Top of Data section

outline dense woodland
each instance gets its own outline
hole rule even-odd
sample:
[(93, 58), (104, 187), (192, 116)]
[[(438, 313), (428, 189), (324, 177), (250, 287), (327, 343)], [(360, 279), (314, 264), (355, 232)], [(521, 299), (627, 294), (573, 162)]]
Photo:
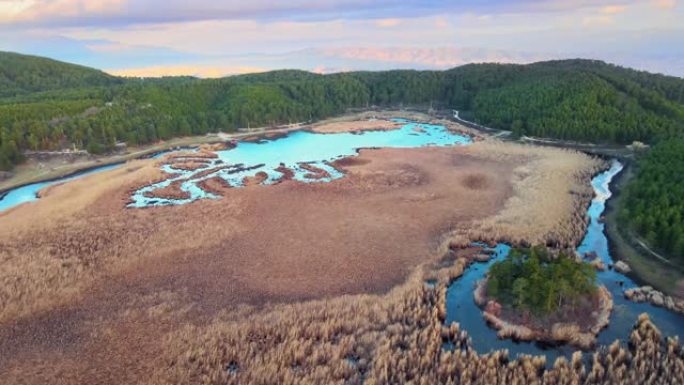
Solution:
[(518, 310), (548, 314), (574, 306), (596, 292), (596, 271), (584, 262), (545, 247), (512, 249), (509, 257), (492, 265), (487, 295)]
[(0, 169), (20, 162), (25, 150), (102, 153), (119, 141), (309, 121), (371, 105), (453, 108), (517, 135), (654, 143), (682, 131), (684, 80), (588, 60), (125, 79), (0, 53)]
[(684, 138), (663, 141), (639, 160), (624, 207), (630, 228), (684, 267)]

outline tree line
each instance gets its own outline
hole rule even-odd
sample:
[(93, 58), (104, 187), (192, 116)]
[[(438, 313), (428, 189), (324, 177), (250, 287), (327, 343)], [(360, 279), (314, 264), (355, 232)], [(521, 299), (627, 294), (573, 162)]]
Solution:
[(621, 219), (684, 267), (684, 138), (663, 141), (637, 162)]
[(684, 125), (684, 80), (587, 60), (222, 79), (125, 79), (7, 53), (0, 63), (4, 170), (25, 150), (102, 153), (119, 141), (309, 121), (371, 105), (453, 108), (516, 135), (594, 142), (654, 143)]

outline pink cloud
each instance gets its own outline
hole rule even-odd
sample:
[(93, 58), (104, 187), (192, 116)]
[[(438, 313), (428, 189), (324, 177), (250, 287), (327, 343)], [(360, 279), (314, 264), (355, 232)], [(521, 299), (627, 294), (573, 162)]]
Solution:
[(601, 8), (600, 12), (607, 15), (616, 15), (618, 13), (624, 13), (627, 7), (624, 5), (607, 5)]
[(401, 24), (400, 19), (380, 19), (375, 22), (375, 25), (381, 28), (396, 27)]
[(657, 8), (671, 9), (677, 6), (677, 0), (653, 0), (652, 3)]
[[(21, 1), (21, 0), (20, 0)], [(34, 0), (16, 15), (19, 21), (125, 14), (129, 0)]]
[(184, 64), (150, 66), (140, 68), (110, 69), (105, 72), (127, 77), (195, 76), (199, 78), (220, 78), (229, 75), (265, 72), (268, 69), (250, 66), (220, 66), (205, 64)]
[(379, 61), (403, 66), (451, 68), (474, 62), (532, 62), (546, 56), (480, 48), (346, 47), (321, 49), (321, 53), (343, 59)]

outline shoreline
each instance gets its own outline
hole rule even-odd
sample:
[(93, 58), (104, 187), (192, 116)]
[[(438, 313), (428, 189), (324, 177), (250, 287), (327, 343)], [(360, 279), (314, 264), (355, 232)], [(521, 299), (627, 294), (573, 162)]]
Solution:
[[(386, 111), (386, 112), (378, 112), (378, 120), (386, 120), (390, 124), (395, 124), (397, 125), (396, 127), (392, 128), (387, 128), (387, 129), (378, 129), (378, 128), (368, 128), (368, 129), (353, 129), (353, 130), (348, 130), (348, 131), (341, 131), (341, 132), (348, 132), (351, 134), (361, 134), (366, 131), (386, 131), (388, 129), (399, 129), (401, 128), (401, 124), (399, 123), (392, 123), (390, 122), (390, 119), (394, 118), (394, 115), (397, 114), (398, 112), (395, 111)], [(415, 115), (415, 113), (414, 113)], [(338, 116), (335, 118), (331, 119), (326, 119), (320, 122), (312, 123), (312, 124), (307, 124), (307, 125), (298, 125), (295, 127), (287, 127), (287, 128), (276, 128), (276, 129), (259, 129), (259, 131), (252, 131), (252, 132), (234, 132), (234, 133), (222, 133), (219, 135), (204, 135), (204, 136), (189, 136), (189, 137), (181, 137), (181, 138), (173, 138), (168, 141), (162, 142), (162, 143), (156, 143), (156, 144), (150, 144), (147, 146), (143, 146), (141, 150), (137, 150), (128, 154), (117, 154), (117, 155), (105, 155), (100, 158), (96, 158), (93, 160), (88, 160), (80, 163), (75, 163), (75, 164), (69, 164), (63, 166), (64, 168), (62, 170), (56, 170), (57, 167), (53, 168), (52, 170), (48, 171), (45, 175), (38, 176), (38, 177), (25, 177), (25, 180), (21, 180), (24, 178), (24, 176), (21, 175), (15, 175), (12, 176), (8, 179), (5, 179), (3, 181), (0, 181), (0, 200), (4, 199), (5, 196), (12, 190), (22, 188), (28, 185), (36, 184), (36, 183), (43, 183), (43, 182), (52, 182), (56, 181), (59, 179), (63, 178), (69, 178), (73, 176), (77, 176), (81, 173), (85, 173), (94, 169), (97, 169), (99, 167), (105, 167), (105, 166), (112, 166), (112, 165), (117, 165), (117, 164), (123, 164), (131, 160), (137, 160), (137, 159), (148, 159), (158, 153), (165, 152), (165, 151), (170, 151), (175, 148), (178, 149), (184, 149), (184, 148), (195, 148), (199, 147), (204, 144), (216, 144), (216, 143), (227, 143), (231, 140), (240, 140), (244, 139), (246, 141), (260, 141), (263, 139), (268, 139), (268, 140), (275, 140), (278, 138), (282, 138), (284, 136), (287, 136), (288, 134), (292, 132), (311, 132), (311, 133), (317, 133), (321, 135), (328, 135), (328, 134), (335, 134), (336, 132), (331, 131), (331, 132), (326, 132), (324, 130), (318, 130), (318, 127), (325, 126), (328, 124), (336, 124), (340, 122), (363, 122), (362, 120), (364, 118), (364, 114), (345, 114), (342, 116)], [(417, 118), (417, 116), (413, 116), (413, 118)], [(436, 121), (436, 123), (435, 123)], [(482, 140), (485, 138), (485, 136), (481, 135), (478, 132), (473, 132), (472, 130), (467, 129), (466, 127), (453, 127), (454, 122), (448, 121), (448, 120), (440, 120), (440, 119), (434, 119), (431, 118), (429, 115), (425, 115), (424, 119), (419, 119), (417, 120), (419, 123), (425, 123), (425, 124), (442, 124), (445, 126), (445, 128), (451, 132), (455, 132), (458, 134), (462, 135), (468, 135), (471, 136), (473, 141), (476, 140)], [(458, 125), (458, 124), (456, 124)], [(59, 167), (59, 166), (58, 166)], [(30, 171), (27, 171), (27, 173)], [(19, 180), (18, 180), (19, 179)]]
[(493, 309), (501, 309), (503, 305), (490, 299), (486, 294), (488, 278), (479, 280), (473, 290), (473, 299), (482, 310), (482, 317), (487, 325), (497, 330), (501, 339), (513, 339), (526, 342), (541, 342), (550, 345), (569, 344), (582, 350), (590, 350), (596, 345), (596, 340), (604, 328), (610, 323), (610, 313), (613, 310), (613, 297), (605, 286), (599, 286), (597, 291), (598, 307), (594, 309), (596, 319), (589, 328), (584, 330), (576, 321), (556, 322), (550, 328), (535, 327), (527, 324), (517, 324), (495, 314)]
[[(218, 141), (209, 141), (207, 143), (216, 143)], [(51, 170), (46, 173), (44, 176), (39, 176), (39, 177), (27, 177), (26, 180), (21, 180), (21, 181), (14, 181), (16, 177), (10, 177), (9, 179), (4, 180), (0, 184), (3, 185), (3, 187), (0, 188), (0, 200), (2, 200), (7, 193), (9, 193), (12, 190), (22, 188), (28, 185), (36, 184), (36, 183), (44, 183), (44, 182), (53, 182), (58, 179), (63, 179), (63, 178), (69, 178), (73, 176), (77, 176), (82, 173), (86, 173), (88, 171), (100, 168), (100, 167), (105, 167), (105, 166), (112, 166), (112, 165), (117, 165), (117, 164), (123, 164), (131, 160), (137, 160), (137, 159), (149, 159), (150, 157), (161, 153), (165, 151), (170, 151), (173, 150), (174, 148), (178, 149), (183, 149), (183, 148), (193, 148), (196, 146), (199, 146), (200, 144), (203, 144), (205, 142), (197, 143), (197, 145), (194, 144), (187, 144), (187, 145), (178, 145), (178, 144), (169, 144), (167, 145), (162, 144), (160, 147), (159, 145), (152, 145), (153, 147), (146, 148), (144, 150), (136, 151), (134, 153), (130, 154), (122, 154), (122, 155), (106, 155), (102, 158), (98, 159), (93, 159), (90, 161), (82, 162), (76, 165), (69, 164), (64, 166), (62, 170)]]
[(603, 214), (610, 254), (615, 262), (624, 261), (630, 266), (631, 271), (625, 275), (638, 285), (653, 286), (667, 295), (682, 299), (681, 294), (677, 295), (676, 285), (684, 279), (684, 272), (639, 250), (625, 237), (618, 224), (618, 215), (624, 198), (622, 192), (633, 177), (633, 167), (632, 162), (626, 162), (625, 169), (611, 182), (613, 195), (606, 201)]

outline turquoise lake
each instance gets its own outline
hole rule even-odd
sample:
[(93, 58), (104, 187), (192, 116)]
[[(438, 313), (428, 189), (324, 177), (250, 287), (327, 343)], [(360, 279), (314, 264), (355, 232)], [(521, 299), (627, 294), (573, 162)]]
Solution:
[[(308, 131), (295, 131), (287, 136), (262, 140), (259, 142), (238, 142), (237, 147), (217, 151), (218, 158), (211, 159), (206, 167), (186, 171), (164, 165), (162, 170), (177, 176), (162, 182), (145, 186), (131, 197), (129, 207), (148, 207), (186, 204), (198, 199), (218, 199), (219, 197), (202, 190), (198, 183), (220, 177), (233, 187), (242, 186), (245, 177), (264, 172), (268, 178), (264, 184), (278, 181), (283, 174), (276, 169), (284, 165), (294, 172), (294, 179), (307, 183), (329, 182), (342, 178), (344, 174), (330, 166), (330, 162), (347, 156), (357, 155), (362, 148), (409, 148), (424, 146), (452, 146), (471, 143), (468, 136), (455, 134), (444, 126), (413, 123), (395, 120), (404, 125), (390, 131), (365, 131), (360, 133), (320, 134)], [(327, 171), (329, 177), (314, 179), (307, 177), (310, 171), (301, 166), (308, 164)], [(207, 170), (219, 168), (215, 172)], [(199, 176), (198, 176), (199, 175)], [(146, 197), (146, 192), (166, 187), (171, 183), (181, 183), (181, 190), (189, 194), (187, 199), (164, 199)]]

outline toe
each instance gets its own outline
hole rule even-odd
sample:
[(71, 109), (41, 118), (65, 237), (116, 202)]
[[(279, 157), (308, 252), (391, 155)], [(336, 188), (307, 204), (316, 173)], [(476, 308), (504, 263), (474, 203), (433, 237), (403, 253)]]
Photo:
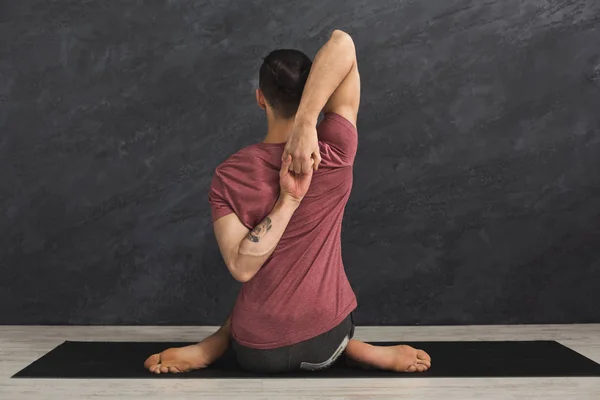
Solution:
[(169, 372), (172, 374), (178, 374), (181, 371), (179, 371), (179, 369), (177, 367), (169, 367)]
[(165, 366), (165, 365), (161, 365), (160, 366), (160, 373), (161, 374), (166, 374), (169, 372), (169, 367)]
[(429, 360), (417, 360), (417, 364), (424, 365), (427, 368), (431, 367), (431, 361)]
[(150, 369), (152, 366), (160, 362), (160, 354), (153, 354), (144, 362), (144, 368)]
[(157, 366), (154, 367), (154, 373), (156, 375), (160, 374), (160, 364), (158, 364)]
[(420, 360), (431, 361), (431, 357), (429, 357), (429, 354), (425, 353), (423, 350), (417, 350), (417, 358)]
[(411, 365), (406, 369), (406, 372), (417, 372), (417, 366), (415, 364)]

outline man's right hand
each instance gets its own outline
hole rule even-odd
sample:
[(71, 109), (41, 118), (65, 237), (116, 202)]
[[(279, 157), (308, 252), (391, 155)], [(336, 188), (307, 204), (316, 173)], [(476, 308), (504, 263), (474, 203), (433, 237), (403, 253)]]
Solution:
[(319, 153), (319, 139), (315, 124), (298, 121), (294, 124), (292, 133), (283, 150), (281, 161), (284, 162), (288, 155), (292, 156), (290, 171), (296, 174), (307, 174), (317, 170), (321, 163)]

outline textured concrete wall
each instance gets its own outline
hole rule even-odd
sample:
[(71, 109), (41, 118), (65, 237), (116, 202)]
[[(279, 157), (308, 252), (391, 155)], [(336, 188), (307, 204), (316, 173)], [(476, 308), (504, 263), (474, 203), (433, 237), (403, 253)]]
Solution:
[(0, 323), (217, 324), (214, 168), (261, 57), (362, 75), (359, 324), (600, 322), (600, 2), (0, 3)]

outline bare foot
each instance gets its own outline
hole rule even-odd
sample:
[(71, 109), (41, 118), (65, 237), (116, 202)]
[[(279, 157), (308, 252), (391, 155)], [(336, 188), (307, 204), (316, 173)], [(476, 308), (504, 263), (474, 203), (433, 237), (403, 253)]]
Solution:
[(431, 357), (423, 350), (406, 345), (389, 346), (391, 370), (396, 372), (425, 372), (431, 367)]
[(191, 346), (171, 348), (160, 354), (153, 354), (144, 362), (144, 368), (155, 374), (178, 374), (195, 369), (206, 368), (208, 356), (202, 343)]
[(395, 372), (425, 372), (431, 357), (410, 346), (374, 346), (352, 339), (346, 347), (348, 365)]

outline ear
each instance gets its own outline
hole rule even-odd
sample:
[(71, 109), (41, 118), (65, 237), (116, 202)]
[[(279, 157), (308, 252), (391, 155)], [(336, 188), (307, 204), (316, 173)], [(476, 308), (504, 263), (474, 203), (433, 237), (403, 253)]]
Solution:
[(265, 96), (262, 93), (262, 90), (256, 89), (256, 102), (258, 106), (263, 110), (267, 109), (267, 102), (265, 101)]

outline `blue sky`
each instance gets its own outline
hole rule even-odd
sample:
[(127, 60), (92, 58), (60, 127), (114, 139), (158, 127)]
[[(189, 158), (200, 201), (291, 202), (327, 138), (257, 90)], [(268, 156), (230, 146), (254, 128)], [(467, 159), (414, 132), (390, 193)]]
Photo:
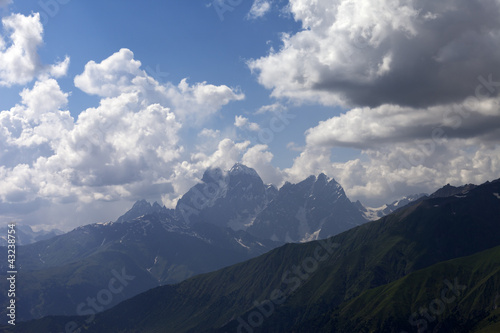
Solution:
[[(68, 73), (59, 83), (64, 91), (71, 92), (68, 109), (74, 118), (99, 103), (99, 98), (75, 88), (74, 76), (89, 60), (98, 62), (128, 48), (142, 63), (142, 69), (159, 82), (178, 83), (188, 78), (189, 82), (240, 88), (246, 98), (224, 107), (211, 127), (224, 129), (240, 114), (265, 124), (269, 117), (252, 115), (277, 100), (258, 84), (246, 62), (267, 54), (271, 47), (279, 49), (281, 35), (299, 31), (301, 24), (283, 10), (284, 2), (277, 2), (268, 15), (257, 19), (248, 18), (250, 1), (226, 5), (219, 5), (217, 10), (210, 1), (125, 1), (119, 6), (102, 1), (24, 1), (15, 2), (10, 10), (24, 15), (40, 13), (44, 23), (44, 45), (39, 49), (42, 62), (71, 57)], [(18, 103), (20, 90), (22, 87), (13, 87), (0, 100), (0, 108)], [(289, 142), (303, 145), (303, 133), (308, 128), (339, 111), (309, 104), (292, 106), (291, 112), (296, 121), (269, 142), (276, 151), (274, 162), (281, 168), (289, 167), (298, 154), (286, 148)], [(344, 151), (339, 157), (356, 153)]]
[(0, 220), (174, 206), (235, 162), (370, 206), (498, 178), (497, 1), (215, 1), (0, 0)]

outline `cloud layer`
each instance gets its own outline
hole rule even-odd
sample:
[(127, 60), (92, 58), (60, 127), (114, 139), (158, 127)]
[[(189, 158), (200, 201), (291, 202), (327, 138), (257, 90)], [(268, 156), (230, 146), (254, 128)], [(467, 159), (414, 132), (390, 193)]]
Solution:
[(290, 0), (303, 30), (249, 62), (273, 96), (327, 105), (425, 107), (500, 77), (496, 0)]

Bottom of Data section

Task requirements
Looking at the entries above, how many lines contain the word "cloud"? Answer with the number alone.

Output of the task
2